### Exercise directions:
Format the lines of the records as a JSON list of strings, with one string per line and blank lines omitted. Leave the pictures out of your answer.

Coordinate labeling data
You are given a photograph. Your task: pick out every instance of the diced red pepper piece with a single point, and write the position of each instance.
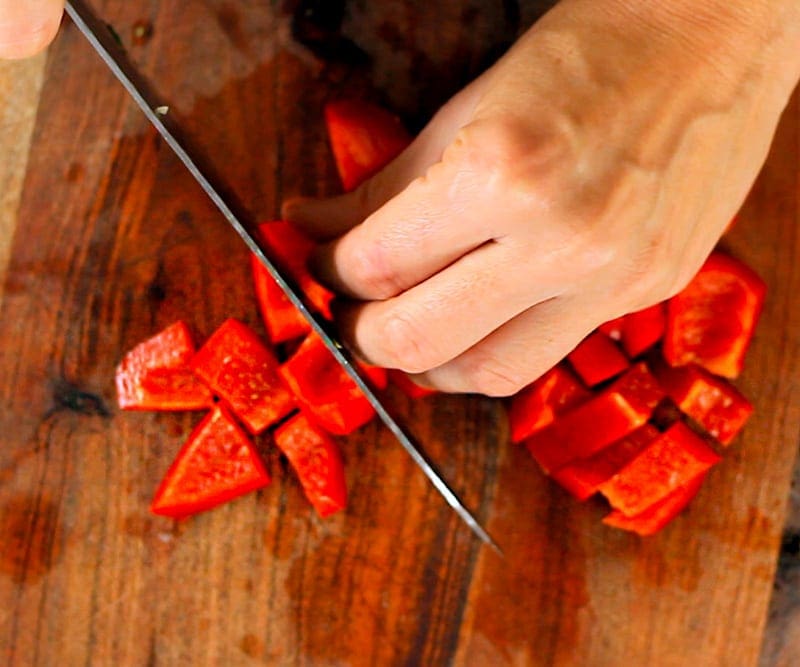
(324, 389)
(317, 462)
(712, 402)
(407, 385)
(535, 406)
(239, 368)
(659, 514)
(291, 250)
(582, 478)
(155, 375)
(597, 359)
(283, 321)
(598, 422)
(711, 322)
(613, 328)
(364, 138)
(643, 329)
(217, 463)
(672, 460)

### Reply:
[
  "You are given a photograph. Your task: pick out every instance of the diced red pepper piece with a single point, and write the position of each instance.",
  "(324, 389)",
  "(317, 462)",
  "(712, 402)",
  "(407, 385)",
  "(535, 406)",
  "(239, 368)",
  "(659, 514)",
  "(291, 250)",
  "(582, 478)",
  "(155, 375)",
  "(597, 359)",
  "(283, 321)",
  "(598, 422)",
  "(711, 322)",
  "(613, 328)",
  "(364, 138)",
  "(643, 329)",
  "(217, 463)",
  "(672, 460)"
]